▶ Work order: Write out the passage from the tech job market article below, starting at "The correction began" and ending at "boom years required.".

START Document excerpt

Industry
The State of the Tech Job Market in 2025
April 30, 2026
What changed
From the boom to the correction to the new normal
The tech hiring market of 2020-2022 was historically anomalous. Near-zero interest rates, abundant venture capital, and the acceleration of digital transformation following the pandemic created conditions where tech companies hired aggressively — often faster than they could absorb — and compensation spiraled to levels that were, in retrospect, unsustainable. Software engineers with two years of experience were receiving total compensation packages that would have been considered senior-level a few years earlier.
The correction began in 2022 and continued through 2023 and 2024 with waves of layoffs across major tech companies. Meta, Amazon, Google, and Microsoft collectively shed hundreds of thousands of jobs. The publicly stated reasons varied — over-hiring, efficiency initiatives, rising interest rates affecting valuations — but the cumulative effect was a significant increase in the supply of experienced tech workers competing for a reduced number of roles.
By 2025, the market had stabilized into something that looks more like the pre-pandemic baseline with different characteristics: hiring is happening, but selectively. Companies are more disciplined about headcount. The era of hiring entire teams speculatively is largely over. What remains is demand for people who can demonstrably ship, lead, and create value — evaluated with more rigor than the boom years required.
Where growth is happening
The sectors and roles seeing real demand in 2025
AI and machine learning infrastructure. The infrastructure required to train, deploy, and scale AI models has created significant demand for ML engineers, ML platform engineers, and the systems engineers who build the compute infrastructure underneath them. This is one of the few areas in tech where compensation continued to rise through the correction, largely because the demand from well-funded AI companies significantly exceeds the supply of people who can do the work.

END Document excerpt
START Dataset records

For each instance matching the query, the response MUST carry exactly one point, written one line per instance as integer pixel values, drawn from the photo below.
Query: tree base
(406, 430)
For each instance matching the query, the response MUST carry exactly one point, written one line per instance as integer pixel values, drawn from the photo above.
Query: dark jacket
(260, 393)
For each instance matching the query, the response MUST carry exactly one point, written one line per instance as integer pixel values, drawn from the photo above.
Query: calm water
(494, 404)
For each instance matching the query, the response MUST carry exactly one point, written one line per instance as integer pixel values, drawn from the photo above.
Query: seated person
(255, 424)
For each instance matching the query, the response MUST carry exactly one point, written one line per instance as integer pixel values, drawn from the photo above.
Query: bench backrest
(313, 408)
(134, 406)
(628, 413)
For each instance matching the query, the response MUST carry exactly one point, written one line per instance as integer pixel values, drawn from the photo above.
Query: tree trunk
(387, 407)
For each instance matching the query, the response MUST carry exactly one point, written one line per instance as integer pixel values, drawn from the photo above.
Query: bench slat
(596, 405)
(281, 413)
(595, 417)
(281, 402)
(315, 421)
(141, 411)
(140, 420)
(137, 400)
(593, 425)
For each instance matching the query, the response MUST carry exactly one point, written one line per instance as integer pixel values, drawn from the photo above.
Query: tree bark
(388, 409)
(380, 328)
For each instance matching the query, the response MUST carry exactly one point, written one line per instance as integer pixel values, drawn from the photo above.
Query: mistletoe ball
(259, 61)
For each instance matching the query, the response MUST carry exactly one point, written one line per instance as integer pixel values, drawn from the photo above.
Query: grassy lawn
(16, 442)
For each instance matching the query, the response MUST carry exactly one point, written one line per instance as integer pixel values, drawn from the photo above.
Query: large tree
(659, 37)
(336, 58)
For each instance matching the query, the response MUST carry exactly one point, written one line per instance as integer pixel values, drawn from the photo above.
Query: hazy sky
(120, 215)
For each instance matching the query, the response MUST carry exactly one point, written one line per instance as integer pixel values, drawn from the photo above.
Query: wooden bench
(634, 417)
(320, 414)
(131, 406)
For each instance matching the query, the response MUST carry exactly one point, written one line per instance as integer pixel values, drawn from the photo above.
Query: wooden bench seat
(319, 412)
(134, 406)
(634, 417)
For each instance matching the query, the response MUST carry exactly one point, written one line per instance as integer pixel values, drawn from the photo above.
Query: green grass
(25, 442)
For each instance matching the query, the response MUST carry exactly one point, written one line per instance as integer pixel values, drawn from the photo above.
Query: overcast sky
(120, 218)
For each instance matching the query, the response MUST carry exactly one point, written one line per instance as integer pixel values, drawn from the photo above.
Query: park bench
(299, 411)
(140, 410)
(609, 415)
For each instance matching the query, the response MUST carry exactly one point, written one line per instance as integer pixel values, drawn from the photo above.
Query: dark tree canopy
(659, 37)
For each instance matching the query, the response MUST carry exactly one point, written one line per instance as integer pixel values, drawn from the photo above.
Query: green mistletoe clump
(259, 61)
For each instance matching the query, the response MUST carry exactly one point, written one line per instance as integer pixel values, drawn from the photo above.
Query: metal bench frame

END Dataset records

▶ Reply:
The correction began in 2022 and continued through 2023 and 2024 with waves of layoffs across major tech companies. Meta, Amazon, Google, and Microsoft collectively shed hundreds of thousands of jobs. The publicly stated reasons varied — over-hiring, efficiency initiatives, rising interest rates affecting valuations — but the cumulative effect was a significant increase in the supply of experienced tech workers competing for a reduced number of roles.
By 2025, the market had stabilized into something that looks more like the pre-pandemic baseline with different characteristics: hiring is happening, but selectively. Companies are more disciplined about headcount. The era of hiring entire teams speculatively is largely over. What remains is demand for people who can demonstrably ship, lead, and create value — evaluated with more rigor than the boom years required.